What the task asks:
Below is a listing; reproduce each line of it exactly.

Records:
*-*-*
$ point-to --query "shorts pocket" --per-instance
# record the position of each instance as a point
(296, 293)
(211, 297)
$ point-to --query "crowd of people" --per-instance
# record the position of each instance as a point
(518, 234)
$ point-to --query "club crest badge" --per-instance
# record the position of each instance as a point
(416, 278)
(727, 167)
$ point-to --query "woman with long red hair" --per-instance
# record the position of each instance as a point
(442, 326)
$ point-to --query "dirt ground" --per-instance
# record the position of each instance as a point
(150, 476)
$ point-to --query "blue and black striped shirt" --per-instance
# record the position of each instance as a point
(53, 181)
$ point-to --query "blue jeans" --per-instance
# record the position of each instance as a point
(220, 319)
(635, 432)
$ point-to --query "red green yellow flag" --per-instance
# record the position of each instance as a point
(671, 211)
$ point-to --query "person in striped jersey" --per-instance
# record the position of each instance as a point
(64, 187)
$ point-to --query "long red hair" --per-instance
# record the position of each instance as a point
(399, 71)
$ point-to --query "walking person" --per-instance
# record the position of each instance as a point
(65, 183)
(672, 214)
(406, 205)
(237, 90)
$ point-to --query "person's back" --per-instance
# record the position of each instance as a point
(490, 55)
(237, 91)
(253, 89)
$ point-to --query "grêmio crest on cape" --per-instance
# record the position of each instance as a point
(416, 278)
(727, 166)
*-*-*
Solution to this task:
$ point-to --query "shorts pocket" --per-instance
# record the position of each instance as a point
(296, 293)
(211, 297)
$ point-to --query "crowd of people" --per-instance
# record the position of each instance as a point
(518, 234)
$ point-to --query "club crest badge" --per-instance
# record the position of each instance as a point
(416, 278)
(727, 167)
$ point-to --query "woman with long red hair" --per-instance
# record the position of each instance as a point
(442, 326)
$ point-to --query "dirt ground" --per-instance
# record the position of each instance as a point
(150, 476)
$ point-to --query "blue and black striped shirt" --per-instance
# record the position of each instance as a point
(53, 181)
$ point-to --query "blue jeans" --per-instance
# record the position of each instance as a point
(220, 319)
(635, 432)
$ point-to --query "red green yellow flag" --per-instance
# record the position of each instance as a point
(671, 211)
$ point-to --query "person in striped jersey" --per-instance
# record the position of each instance as a point
(64, 187)
$ point-to --query "long red hair" --per-instance
# record the position of each instance as a point
(399, 71)
$ point-to --query "walking person" --per-instance
# record the position of each instance as a point
(65, 183)
(672, 214)
(406, 205)
(237, 90)
$ point-to --query "person's back" --per-instance
# record the position of each instance as a point
(490, 55)
(237, 91)
(253, 89)
$ point-to --query "grêmio crest on cape" --per-instance
# record the position of each instance as a point
(416, 278)
(727, 166)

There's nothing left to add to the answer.